** SUPPLIED DATA follows **

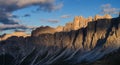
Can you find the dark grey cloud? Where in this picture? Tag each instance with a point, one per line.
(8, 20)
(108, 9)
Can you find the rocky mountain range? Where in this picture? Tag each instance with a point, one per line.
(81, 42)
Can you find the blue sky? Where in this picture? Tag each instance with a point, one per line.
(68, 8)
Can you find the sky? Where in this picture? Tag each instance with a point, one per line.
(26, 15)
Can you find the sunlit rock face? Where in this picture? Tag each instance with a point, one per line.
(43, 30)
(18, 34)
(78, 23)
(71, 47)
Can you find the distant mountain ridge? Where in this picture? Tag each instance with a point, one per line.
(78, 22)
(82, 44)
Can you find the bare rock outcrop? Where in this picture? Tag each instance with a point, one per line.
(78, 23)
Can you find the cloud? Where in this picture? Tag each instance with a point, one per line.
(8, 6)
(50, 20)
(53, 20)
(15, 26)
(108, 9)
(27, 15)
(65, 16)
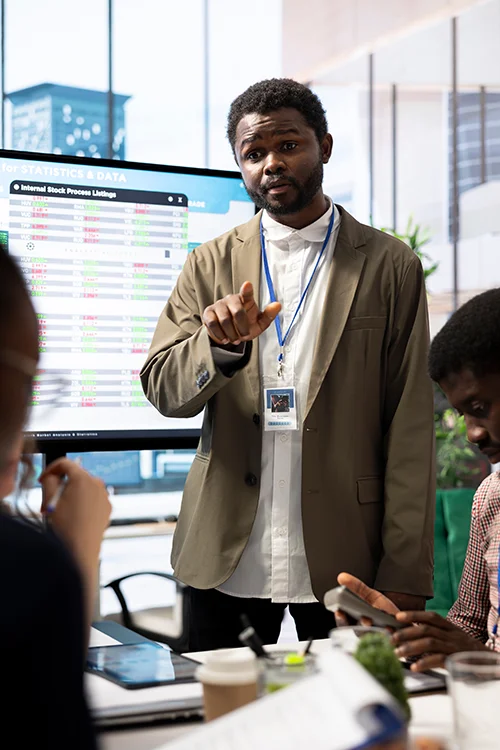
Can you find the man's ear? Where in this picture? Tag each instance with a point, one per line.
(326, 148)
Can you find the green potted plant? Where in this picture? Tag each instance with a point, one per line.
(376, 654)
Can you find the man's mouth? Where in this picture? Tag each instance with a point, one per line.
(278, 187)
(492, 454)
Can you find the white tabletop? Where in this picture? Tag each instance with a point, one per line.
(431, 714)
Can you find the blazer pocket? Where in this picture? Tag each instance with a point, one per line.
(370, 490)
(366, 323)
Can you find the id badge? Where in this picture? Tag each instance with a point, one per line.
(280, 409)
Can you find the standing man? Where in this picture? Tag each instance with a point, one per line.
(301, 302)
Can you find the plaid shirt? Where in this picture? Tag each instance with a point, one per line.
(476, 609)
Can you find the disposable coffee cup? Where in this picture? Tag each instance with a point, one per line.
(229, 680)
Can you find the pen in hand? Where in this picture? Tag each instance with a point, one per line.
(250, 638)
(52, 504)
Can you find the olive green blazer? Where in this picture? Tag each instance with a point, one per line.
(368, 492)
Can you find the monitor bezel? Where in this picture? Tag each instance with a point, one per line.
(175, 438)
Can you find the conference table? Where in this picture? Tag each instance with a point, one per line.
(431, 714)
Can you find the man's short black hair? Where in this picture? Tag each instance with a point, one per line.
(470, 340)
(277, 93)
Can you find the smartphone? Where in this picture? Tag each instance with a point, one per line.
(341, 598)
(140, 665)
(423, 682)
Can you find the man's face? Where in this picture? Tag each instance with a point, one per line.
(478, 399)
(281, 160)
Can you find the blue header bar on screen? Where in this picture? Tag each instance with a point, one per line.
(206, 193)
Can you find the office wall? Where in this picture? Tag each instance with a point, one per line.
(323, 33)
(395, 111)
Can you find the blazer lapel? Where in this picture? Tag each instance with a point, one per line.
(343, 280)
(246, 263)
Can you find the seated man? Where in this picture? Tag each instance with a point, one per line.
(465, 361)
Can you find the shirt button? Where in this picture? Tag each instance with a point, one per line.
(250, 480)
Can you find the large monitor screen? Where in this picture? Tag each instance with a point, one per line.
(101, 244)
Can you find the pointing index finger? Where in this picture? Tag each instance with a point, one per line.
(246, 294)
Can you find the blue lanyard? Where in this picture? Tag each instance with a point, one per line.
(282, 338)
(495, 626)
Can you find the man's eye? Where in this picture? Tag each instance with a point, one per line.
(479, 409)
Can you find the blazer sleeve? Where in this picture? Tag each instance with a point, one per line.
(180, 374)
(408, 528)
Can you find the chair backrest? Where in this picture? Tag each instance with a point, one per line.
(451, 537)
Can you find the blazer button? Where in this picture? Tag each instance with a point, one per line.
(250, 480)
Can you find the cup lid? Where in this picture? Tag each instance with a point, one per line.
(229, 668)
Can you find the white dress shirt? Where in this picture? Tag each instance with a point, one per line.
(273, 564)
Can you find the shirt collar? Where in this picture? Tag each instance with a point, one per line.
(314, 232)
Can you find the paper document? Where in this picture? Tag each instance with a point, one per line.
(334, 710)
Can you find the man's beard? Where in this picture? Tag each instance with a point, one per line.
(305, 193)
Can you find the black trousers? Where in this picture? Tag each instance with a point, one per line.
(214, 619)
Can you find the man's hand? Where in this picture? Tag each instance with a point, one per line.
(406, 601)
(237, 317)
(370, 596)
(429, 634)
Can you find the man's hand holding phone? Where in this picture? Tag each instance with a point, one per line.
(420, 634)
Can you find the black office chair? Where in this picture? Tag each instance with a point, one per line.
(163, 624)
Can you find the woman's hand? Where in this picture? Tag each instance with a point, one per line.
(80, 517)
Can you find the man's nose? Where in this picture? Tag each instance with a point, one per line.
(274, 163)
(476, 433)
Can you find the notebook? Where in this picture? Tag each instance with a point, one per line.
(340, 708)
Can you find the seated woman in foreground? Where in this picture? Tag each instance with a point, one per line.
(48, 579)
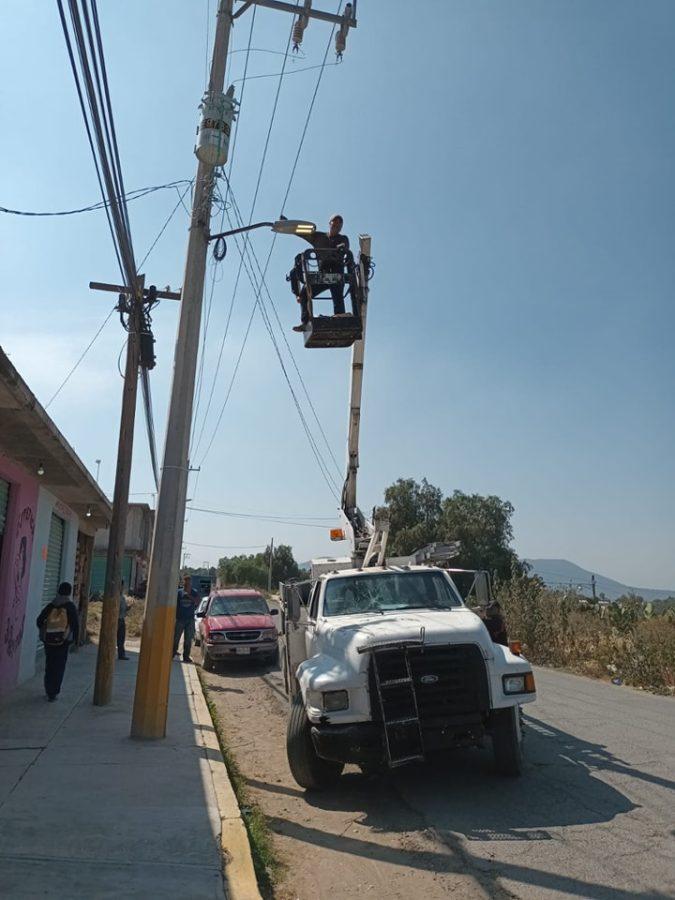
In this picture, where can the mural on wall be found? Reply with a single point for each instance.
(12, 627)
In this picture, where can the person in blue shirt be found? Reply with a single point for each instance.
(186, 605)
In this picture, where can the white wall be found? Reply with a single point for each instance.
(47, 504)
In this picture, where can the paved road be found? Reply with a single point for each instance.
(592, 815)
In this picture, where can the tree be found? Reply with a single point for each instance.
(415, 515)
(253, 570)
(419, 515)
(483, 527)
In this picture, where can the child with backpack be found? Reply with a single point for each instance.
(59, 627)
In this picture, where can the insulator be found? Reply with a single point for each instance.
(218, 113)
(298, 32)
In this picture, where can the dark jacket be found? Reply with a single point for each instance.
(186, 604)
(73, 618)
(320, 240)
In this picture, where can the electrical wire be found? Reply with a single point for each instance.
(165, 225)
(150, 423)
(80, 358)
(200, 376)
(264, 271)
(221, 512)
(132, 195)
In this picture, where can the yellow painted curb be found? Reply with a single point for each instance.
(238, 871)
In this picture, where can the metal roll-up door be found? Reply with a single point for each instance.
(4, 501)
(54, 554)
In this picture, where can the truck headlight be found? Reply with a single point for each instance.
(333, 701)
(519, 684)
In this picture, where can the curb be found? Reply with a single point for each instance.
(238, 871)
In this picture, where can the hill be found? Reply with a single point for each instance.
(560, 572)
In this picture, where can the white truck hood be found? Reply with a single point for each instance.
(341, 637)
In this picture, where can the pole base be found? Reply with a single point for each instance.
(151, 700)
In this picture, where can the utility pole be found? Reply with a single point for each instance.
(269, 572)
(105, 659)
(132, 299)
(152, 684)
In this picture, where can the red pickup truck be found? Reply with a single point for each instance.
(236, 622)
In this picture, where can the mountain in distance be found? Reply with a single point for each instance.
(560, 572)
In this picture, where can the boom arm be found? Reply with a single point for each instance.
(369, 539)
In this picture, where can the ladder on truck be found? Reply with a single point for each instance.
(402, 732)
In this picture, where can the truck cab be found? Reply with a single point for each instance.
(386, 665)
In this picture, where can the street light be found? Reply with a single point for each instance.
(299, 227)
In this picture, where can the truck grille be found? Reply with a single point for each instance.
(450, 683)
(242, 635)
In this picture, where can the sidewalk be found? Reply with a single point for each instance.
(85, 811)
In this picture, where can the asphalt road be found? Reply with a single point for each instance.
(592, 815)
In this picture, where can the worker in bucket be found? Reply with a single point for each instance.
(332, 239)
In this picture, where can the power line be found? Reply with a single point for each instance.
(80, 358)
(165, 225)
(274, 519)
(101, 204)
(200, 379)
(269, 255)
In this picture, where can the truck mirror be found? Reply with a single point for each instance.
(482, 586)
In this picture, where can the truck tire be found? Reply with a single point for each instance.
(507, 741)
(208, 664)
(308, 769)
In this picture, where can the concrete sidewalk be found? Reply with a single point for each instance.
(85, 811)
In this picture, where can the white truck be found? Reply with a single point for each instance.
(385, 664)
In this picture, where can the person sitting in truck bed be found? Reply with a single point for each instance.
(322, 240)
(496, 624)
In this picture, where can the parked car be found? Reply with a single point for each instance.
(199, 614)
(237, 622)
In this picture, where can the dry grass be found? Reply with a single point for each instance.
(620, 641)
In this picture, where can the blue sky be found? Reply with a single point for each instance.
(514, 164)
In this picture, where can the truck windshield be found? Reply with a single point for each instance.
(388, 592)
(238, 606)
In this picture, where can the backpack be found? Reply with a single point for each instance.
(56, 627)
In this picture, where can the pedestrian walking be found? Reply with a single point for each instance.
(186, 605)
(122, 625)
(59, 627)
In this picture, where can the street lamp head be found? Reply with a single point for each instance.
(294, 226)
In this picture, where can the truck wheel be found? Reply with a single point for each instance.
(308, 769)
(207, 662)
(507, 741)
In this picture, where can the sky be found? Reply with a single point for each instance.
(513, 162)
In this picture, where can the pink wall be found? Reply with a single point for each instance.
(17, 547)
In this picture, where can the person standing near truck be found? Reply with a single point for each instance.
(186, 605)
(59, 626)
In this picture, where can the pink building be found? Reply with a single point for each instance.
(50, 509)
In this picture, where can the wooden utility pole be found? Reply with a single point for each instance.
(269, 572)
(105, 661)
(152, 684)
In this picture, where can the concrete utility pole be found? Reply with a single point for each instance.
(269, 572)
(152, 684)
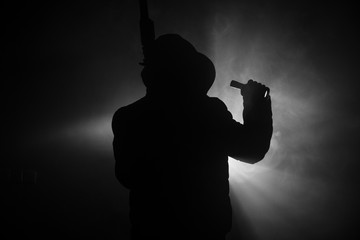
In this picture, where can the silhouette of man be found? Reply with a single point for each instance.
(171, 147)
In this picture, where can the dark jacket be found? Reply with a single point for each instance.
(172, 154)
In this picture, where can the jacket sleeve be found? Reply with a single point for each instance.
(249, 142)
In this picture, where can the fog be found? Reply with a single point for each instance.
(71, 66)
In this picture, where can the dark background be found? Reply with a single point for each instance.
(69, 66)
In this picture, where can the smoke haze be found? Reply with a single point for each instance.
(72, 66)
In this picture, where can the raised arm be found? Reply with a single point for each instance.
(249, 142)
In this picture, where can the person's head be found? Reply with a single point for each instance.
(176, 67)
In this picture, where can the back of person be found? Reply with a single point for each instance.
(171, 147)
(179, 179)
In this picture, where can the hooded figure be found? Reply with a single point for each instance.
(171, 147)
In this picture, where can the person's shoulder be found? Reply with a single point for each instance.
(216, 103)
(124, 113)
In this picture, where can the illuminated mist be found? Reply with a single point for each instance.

** End of SUPPLIED DATA **

* [WHAT THIS TASK INVOLVES]:
Keep only the lines from the one containing "In this picture, where can the back of" through the final line of the records, and transcribe them exactly.

* [COMPLETED EXERCISE]:
In this picture, where can the back of person be found? Reply with a single point for each instance.
(171, 147)
(179, 179)
In this picture, where can the hooded figure be found? Reply with a single point for each instance.
(171, 147)
In this picture, where can the person's shoulder be found? Reply with a single point for each instance.
(216, 103)
(124, 113)
In this picture, where can the illuminated mist be found? Reply with a single point for each instance.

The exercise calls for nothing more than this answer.